## Exercise
From the line that contains "Need: one point" to the end of the entries, write out every line exactly, including both ends, and nothing more.
(Data for this exercise)
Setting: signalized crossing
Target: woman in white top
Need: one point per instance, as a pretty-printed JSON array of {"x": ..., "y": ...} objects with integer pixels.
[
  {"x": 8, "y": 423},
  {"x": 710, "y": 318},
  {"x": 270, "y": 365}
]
(End Data for this exercise)
## Solution to this exercise
Need: one point per instance, as a pretty-printed JSON array of {"x": ..., "y": ...} objects with integer pixels.
[
  {"x": 8, "y": 423},
  {"x": 710, "y": 318},
  {"x": 270, "y": 365}
]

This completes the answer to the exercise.